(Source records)
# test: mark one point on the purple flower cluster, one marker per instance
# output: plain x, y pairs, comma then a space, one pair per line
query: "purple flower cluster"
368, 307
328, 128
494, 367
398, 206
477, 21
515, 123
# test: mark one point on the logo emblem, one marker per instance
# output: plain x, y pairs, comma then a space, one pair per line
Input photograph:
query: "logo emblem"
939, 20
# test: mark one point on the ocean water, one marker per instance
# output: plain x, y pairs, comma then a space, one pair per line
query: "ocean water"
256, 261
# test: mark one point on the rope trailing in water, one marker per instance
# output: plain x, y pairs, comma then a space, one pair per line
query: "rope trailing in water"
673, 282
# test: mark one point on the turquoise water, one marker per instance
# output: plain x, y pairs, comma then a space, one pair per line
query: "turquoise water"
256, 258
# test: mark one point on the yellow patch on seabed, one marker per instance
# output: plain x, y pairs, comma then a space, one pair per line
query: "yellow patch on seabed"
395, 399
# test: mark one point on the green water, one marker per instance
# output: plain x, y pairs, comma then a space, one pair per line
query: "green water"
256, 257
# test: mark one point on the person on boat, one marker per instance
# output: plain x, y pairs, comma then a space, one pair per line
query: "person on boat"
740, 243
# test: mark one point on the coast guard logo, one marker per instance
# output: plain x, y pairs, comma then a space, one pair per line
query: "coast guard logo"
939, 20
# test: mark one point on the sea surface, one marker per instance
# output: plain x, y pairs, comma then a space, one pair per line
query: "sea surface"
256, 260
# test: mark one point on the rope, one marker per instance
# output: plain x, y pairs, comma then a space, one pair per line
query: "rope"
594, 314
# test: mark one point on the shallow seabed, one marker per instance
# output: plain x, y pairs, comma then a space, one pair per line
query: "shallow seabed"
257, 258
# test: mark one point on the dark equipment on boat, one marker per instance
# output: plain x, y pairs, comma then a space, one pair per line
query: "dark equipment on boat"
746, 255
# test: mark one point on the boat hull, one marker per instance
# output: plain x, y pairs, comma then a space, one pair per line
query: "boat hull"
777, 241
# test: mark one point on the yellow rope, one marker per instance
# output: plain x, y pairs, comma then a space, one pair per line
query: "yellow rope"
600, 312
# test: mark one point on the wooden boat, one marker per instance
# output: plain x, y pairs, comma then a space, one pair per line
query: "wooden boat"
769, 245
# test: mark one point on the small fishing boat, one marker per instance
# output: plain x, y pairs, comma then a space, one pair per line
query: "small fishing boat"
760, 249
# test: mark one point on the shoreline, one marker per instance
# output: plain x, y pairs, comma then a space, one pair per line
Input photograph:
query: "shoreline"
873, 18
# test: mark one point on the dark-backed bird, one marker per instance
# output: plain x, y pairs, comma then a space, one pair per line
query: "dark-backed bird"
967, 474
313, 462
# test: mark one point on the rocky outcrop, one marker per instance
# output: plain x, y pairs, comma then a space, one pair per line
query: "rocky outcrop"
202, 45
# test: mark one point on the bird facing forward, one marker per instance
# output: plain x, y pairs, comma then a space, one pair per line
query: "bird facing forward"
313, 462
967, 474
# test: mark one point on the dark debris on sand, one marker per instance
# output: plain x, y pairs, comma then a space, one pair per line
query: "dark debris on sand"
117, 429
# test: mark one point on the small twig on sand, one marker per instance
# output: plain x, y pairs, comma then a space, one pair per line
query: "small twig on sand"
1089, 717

(Short problem): Arrange all of the entries above as a two-column CSV with the header columns "entry_text" and "answer", one row per entry. Put each entry's text and its answer in their own quoted fields, and turn line breaks into spaces.

(Result of this task):
entry_text,answer
"# test: mark one point on the purple flower cluster, one marker per instance # output: plain x, y pairs, comma then a space, one pair per line query: ""purple flower cluster""","368, 307 328, 128 494, 367 398, 206 477, 21 515, 123"
"# test: mark one point on the logo emblem, one marker per instance # output: plain x, y pairs, comma then a space, one pair per line Input photograph: query: ""logo emblem""","939, 20"
"# test: mark one point on the ocean water, one marker per instance # output: plain x, y pairs, comma then a space, one pair per line query: ""ocean water""","256, 261"
"# test: mark one point on the rope trailing in water, one marker per instance # output: plain x, y pairs, comma then a space, one pair per line query: ""rope trailing in water""","673, 282"
"# test: mark one point on the turquoise water, one marker per instance # output: plain x, y pairs, comma then a space, one pair per line query: ""turquoise water""","256, 258"
"# test: mark one point on the yellow patch on seabed, one marker per instance # output: plain x, y pairs, comma then a space, one pair per line query: ""yellow patch on seabed""","395, 399"
"# test: mark one point on the green water, one marker per instance # output: plain x, y pairs, comma then a space, one pair per line query: ""green water""","256, 257"
"# test: mark one point on the person on boat, one marker per instance # output: plain x, y pairs, comma then a space, one pair per line query: ""person on boat""","740, 243"
"# test: mark one point on the coast guard logo, one marker per instance # output: plain x, y pairs, comma then a space, one pair per line query: ""coast guard logo""","939, 20"
"# test: mark one point on the sea surface, one marker per instance # output: plain x, y pairs, comma then a space, one pair per line query: ""sea surface""","256, 260"
"# test: mark one point on the rope, one marker per instance # output: plain x, y pairs, comma then a space, one pair per line query: ""rope""","594, 314"
"# test: mark one point on the shallow seabed, one marker per instance # output: plain x, y pairs, comma then a space, one pair per line query: ""shallow seabed""","257, 258"
"# test: mark one point on the dark equipment on boat, one marker per instance # output: plain x, y pairs, comma then a space, one pair per line query: ""dark equipment on boat""","746, 255"
"# test: mark one point on the boat hull, one marker per instance # output: plain x, y pairs, comma then a space, one pair per line query: ""boat hull""","777, 241"
"# test: mark one point on the yellow rope, one marker per instance # output: plain x, y pairs, comma then a space, one pair per line query: ""yellow rope""","600, 312"
"# test: mark one point on the wooden boat, one marker per instance # output: plain x, y pairs, comma then a space, one pair per line query: ""wooden boat""","769, 245"
"# test: mark one point on the small fishing boat, one marker per instance # output: plain x, y pairs, comma then a space, one pair per line query: ""small fishing boat""","760, 249"
"# test: mark one point on the shoreline, one marker per instance # output: plain x, y pairs, comma then a space, one pair per line Input photograph: query: ""shoreline""","873, 18"
"# test: mark one point on the dark-backed bird, one marker per instance # output: plain x, y pairs, comma then a space, one pair per line query: ""dark-backed bird""","967, 474 313, 462"
"# test: mark one point on the rocky outcrop, one marker per instance # output: plain x, y pairs, comma then a space, one pair per line query: ""rocky outcrop""","202, 45"
"# test: mark one point on the bird facing forward, one marker per instance # output: plain x, y pairs, comma then a space, one pair per line query: ""bird facing forward""","313, 462 967, 474"
"# test: mark one point on the dark debris on sand, one marker per instance # output: plain x, y pairs, comma then a space, one pair per line query: ""dark debris on sand""","117, 429"
"# test: mark one point on the small twig on sand, one marker per instance # output: plain x, y pairs, comma then a space, one pair per line query: ""small twig on sand""","1089, 717"